> **INFORMATION SHOWN**:
Start
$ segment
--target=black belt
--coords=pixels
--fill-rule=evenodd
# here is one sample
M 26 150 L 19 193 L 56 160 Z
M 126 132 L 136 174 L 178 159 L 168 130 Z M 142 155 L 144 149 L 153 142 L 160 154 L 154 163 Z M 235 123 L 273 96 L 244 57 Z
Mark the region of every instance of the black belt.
End
> **STATED EXERCISE**: Reproduce the lines above without any change.

> **THE ANSWER**:
$ segment
--target=black belt
--coords=pixels
--fill-rule=evenodd
# here is one sample
M 26 150 L 19 193 L 56 160 Z
M 126 132 L 136 174 L 178 159 L 168 130 Z M 142 155 L 144 149 L 153 142 L 160 154 L 154 163 Z M 235 123 L 273 96 L 244 57 Z
Mark the region of every instance of the black belt.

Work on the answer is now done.